**Study text:**

🫴Physical Science Unit 7 – Solutions, Acids, and Bases

Key Concepts and Definitions

• Solutions homogeneous mixtures of two or more substances, consisting of a solute dissolved in a solvent
• Solute substance being dissolved, typically the smaller quantity in a solution (sugar, salt)
• Solvent substance doing the dissolving, usually present in a larger amount (water)
• Solubility maximum amount of solute that can dissolve in a given amount of solvent at a specific temperature
  • Affected by factors such as temperature, pressure, and the nature of the solute and solvent
• Concentration measure of the amount of solute present in a given amount of solution, expressed in various units (molarity, molality, mass percent)
• Acids substances that donate protons (H+ ions) in aqueous solutions, characterized by a sour taste and pH less than 7
• Bases substances that accept protons (H+ ions) in aqueous solutions, characterized by a bitter taste, slippery feel, and pH greater than 7
• pH scale logarithmic scale ranging from 0 to 14, used to measure the acidity or basicity of a solution

Types of Solutions

• Solid solutions solid solute dissolved in a solid solvent (alloys like brass, bronze)
• Liquid solutions liquid solute dissolved in a liquid solvent, most common type of solution (saltwater, sugar water)
  • Can be classified as unsaturated (more solute can be dissolved), saturated (no more solute can be dissolved), or supersaturated (more solute than normally possible, unstable)
• Gas solutions gas solute dissolved in a gas solvent (air, a mixture of gases)
• Aqueous solutions solute dissolved in water as the solvent, important in biological and chemical processes
• Non-aqueous solutions solute dissolved in a solvent other than water (iodine in alcohol)
• Colloids mixtures with particles larger than typical solutions but small enough to remain suspended (milk, fog)
  • Exhibit properties like the Tyndall effect (scattering of light) and Brownian motion (random motion of particles)

Solubility and Concentration

• Solubility rules general guidelines for predicting the solubility of ionic compounds in water
  • Compounds containing alkali metal ions, ammonium ions, and nitrate ions are generally soluble
  • Compounds containing chloride, bromide, and iodide ions are usually soluble, with some exceptions (silver, lead, mercury)

**Given data:**
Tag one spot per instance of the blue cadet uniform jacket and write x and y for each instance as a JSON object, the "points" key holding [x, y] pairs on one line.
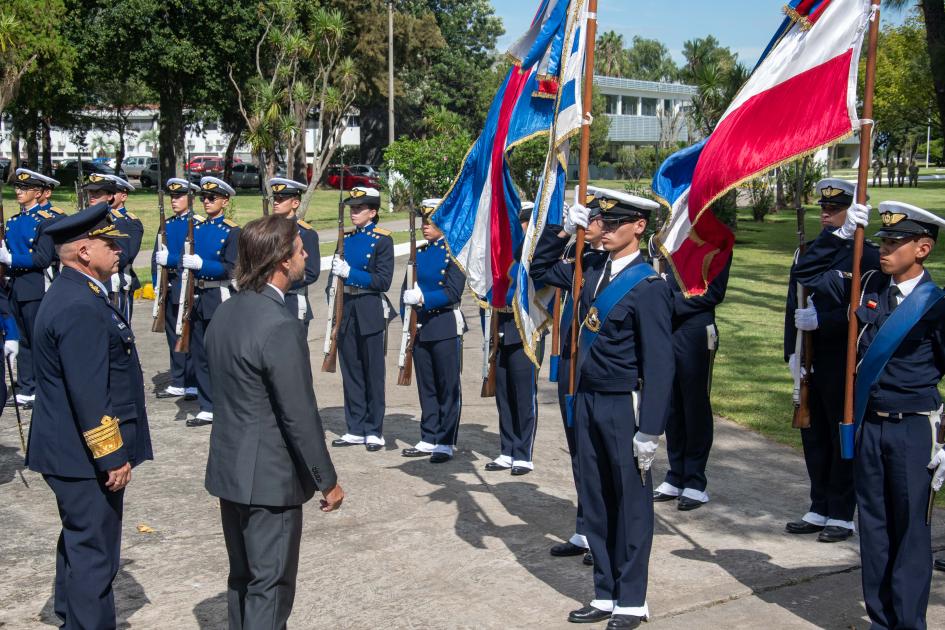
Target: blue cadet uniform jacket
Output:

**Activities:**
- a) In the notes on solutions, acids, and bases, what example is given of a non-aqueous solution?
- b) Repeat the part of the notes on solutions, acids, and bases between "Key Concepts and" and "larger amount (water)", inclusive.

**Task-by-task outputs:**
- a) Iodine in alcohol.

- b)
Key Concepts and Definitions

• Solutions homogeneous mixtures of two or more substances, consisting of a solute dissolved in a solvent
• Solute substance being dissolved, typically the smaller quantity in a solution (sugar, salt)
• Solvent substance doing the dissolving, usually present in a larger amount (water)